_DIRECTIONS FOR THIS TASK_
Give the following records again in full and without alteration.
::: GIVEN ENTRIES :::
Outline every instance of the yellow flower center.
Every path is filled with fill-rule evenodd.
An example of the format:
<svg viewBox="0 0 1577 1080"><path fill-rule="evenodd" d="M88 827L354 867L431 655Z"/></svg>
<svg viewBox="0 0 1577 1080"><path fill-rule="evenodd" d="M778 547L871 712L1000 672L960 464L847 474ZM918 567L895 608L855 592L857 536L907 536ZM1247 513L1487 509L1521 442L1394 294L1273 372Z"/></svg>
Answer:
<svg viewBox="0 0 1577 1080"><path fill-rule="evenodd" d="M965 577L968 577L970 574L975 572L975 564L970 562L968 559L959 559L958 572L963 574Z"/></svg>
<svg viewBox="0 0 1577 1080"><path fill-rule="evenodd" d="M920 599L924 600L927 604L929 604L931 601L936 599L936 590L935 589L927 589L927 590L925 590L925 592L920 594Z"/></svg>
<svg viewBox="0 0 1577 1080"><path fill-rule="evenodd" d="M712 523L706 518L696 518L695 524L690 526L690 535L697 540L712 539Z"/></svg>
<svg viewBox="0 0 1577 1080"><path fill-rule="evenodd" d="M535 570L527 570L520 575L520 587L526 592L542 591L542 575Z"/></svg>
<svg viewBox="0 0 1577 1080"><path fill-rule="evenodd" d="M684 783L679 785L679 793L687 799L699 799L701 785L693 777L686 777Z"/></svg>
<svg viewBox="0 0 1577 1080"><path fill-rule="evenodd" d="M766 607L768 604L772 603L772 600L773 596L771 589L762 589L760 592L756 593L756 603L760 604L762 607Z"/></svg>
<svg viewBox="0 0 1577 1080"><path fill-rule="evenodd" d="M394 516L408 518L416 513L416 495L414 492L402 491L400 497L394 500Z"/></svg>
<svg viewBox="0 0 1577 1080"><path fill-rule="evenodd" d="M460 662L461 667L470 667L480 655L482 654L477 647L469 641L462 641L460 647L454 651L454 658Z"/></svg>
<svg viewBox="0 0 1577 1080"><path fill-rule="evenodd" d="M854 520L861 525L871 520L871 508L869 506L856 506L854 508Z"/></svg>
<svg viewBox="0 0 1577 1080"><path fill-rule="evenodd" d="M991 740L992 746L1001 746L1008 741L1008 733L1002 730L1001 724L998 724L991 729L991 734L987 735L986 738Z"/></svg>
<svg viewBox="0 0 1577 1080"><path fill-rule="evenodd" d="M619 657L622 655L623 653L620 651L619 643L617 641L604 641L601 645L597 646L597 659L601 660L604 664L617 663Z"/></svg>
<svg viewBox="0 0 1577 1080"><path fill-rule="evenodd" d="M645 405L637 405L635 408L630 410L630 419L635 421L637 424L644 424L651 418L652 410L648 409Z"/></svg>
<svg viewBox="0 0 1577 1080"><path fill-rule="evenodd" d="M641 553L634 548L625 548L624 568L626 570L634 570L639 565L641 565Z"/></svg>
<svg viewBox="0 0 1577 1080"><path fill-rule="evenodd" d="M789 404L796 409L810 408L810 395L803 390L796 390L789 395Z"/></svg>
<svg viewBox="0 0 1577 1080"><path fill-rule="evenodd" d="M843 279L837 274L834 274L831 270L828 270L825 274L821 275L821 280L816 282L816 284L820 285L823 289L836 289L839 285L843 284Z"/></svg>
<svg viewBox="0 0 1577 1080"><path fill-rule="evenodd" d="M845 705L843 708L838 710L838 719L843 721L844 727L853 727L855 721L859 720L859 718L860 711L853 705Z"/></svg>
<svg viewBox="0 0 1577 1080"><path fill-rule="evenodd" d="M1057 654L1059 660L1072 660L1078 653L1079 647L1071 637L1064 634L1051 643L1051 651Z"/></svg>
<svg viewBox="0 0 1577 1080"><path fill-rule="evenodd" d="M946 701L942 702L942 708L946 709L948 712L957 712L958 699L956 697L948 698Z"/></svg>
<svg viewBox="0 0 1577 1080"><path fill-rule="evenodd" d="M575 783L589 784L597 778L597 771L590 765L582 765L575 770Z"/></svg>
:::
_EXERCISE RESPONSE_
Outline every instance of the yellow flower center.
Every path is filled with fill-rule evenodd.
An example of the format:
<svg viewBox="0 0 1577 1080"><path fill-rule="evenodd" d="M88 827L354 867L431 655Z"/></svg>
<svg viewBox="0 0 1577 1080"><path fill-rule="evenodd" d="M778 547L871 712L1000 672L960 464L847 474ZM918 567L895 608L855 592L857 536L907 536ZM1247 513L1487 509L1521 442L1394 294L1273 372Z"/></svg>
Answer:
<svg viewBox="0 0 1577 1080"><path fill-rule="evenodd" d="M965 577L968 577L970 574L975 572L975 564L970 562L968 559L959 559L958 572L963 574Z"/></svg>
<svg viewBox="0 0 1577 1080"><path fill-rule="evenodd" d="M920 599L924 600L927 604L929 604L931 601L936 599L936 590L935 589L927 589L927 590L925 590L925 592L920 594Z"/></svg>
<svg viewBox="0 0 1577 1080"><path fill-rule="evenodd" d="M712 523L706 518L696 518L695 524L690 526L690 535L697 540L712 539Z"/></svg>
<svg viewBox="0 0 1577 1080"><path fill-rule="evenodd" d="M535 570L527 570L520 575L520 587L526 592L542 591L542 575Z"/></svg>
<svg viewBox="0 0 1577 1080"><path fill-rule="evenodd" d="M684 783L679 785L679 793L687 799L699 799L701 785L693 777L686 777Z"/></svg>
<svg viewBox="0 0 1577 1080"><path fill-rule="evenodd" d="M766 607L768 604L772 603L772 600L773 596L771 589L762 589L760 592L756 593L756 603L760 604L762 607Z"/></svg>
<svg viewBox="0 0 1577 1080"><path fill-rule="evenodd" d="M394 516L408 518L416 513L416 495L414 492L402 491L400 497L394 500Z"/></svg>
<svg viewBox="0 0 1577 1080"><path fill-rule="evenodd" d="M460 662L461 667L470 667L480 655L482 654L477 647L469 641L462 641L460 647L454 651L454 658Z"/></svg>
<svg viewBox="0 0 1577 1080"><path fill-rule="evenodd" d="M854 520L861 525L871 520L871 508L869 506L856 506L854 508Z"/></svg>
<svg viewBox="0 0 1577 1080"><path fill-rule="evenodd" d="M991 740L992 746L1001 746L1008 741L1008 733L1002 730L1001 724L998 724L991 729L991 734L987 735L986 738Z"/></svg>
<svg viewBox="0 0 1577 1080"><path fill-rule="evenodd" d="M619 657L622 655L623 653L620 651L619 643L617 641L604 641L601 645L597 646L597 659L601 660L604 664L617 663Z"/></svg>
<svg viewBox="0 0 1577 1080"><path fill-rule="evenodd" d="M645 405L637 405L635 408L630 410L630 419L635 421L637 424L644 424L651 418L652 410L648 409Z"/></svg>
<svg viewBox="0 0 1577 1080"><path fill-rule="evenodd" d="M641 553L634 548L625 548L624 568L626 570L634 570L639 565L641 565Z"/></svg>
<svg viewBox="0 0 1577 1080"><path fill-rule="evenodd" d="M789 404L796 409L810 408L810 395L803 390L796 390L789 395Z"/></svg>
<svg viewBox="0 0 1577 1080"><path fill-rule="evenodd" d="M843 279L837 274L834 274L831 270L828 270L825 274L821 275L821 280L816 282L816 284L820 285L823 289L836 289L839 285L843 284Z"/></svg>
<svg viewBox="0 0 1577 1080"><path fill-rule="evenodd" d="M845 705L843 708L838 710L838 719L843 721L844 727L853 727L855 721L859 720L859 718L860 711L853 705Z"/></svg>
<svg viewBox="0 0 1577 1080"><path fill-rule="evenodd" d="M1057 654L1059 660L1072 660L1078 653L1079 647L1071 637L1064 634L1051 643L1051 651Z"/></svg>
<svg viewBox="0 0 1577 1080"><path fill-rule="evenodd" d="M946 701L942 702L942 708L946 709L948 712L957 712L958 699L956 697L948 698Z"/></svg>
<svg viewBox="0 0 1577 1080"><path fill-rule="evenodd" d="M575 783L589 784L597 778L597 771L590 765L582 765L575 770Z"/></svg>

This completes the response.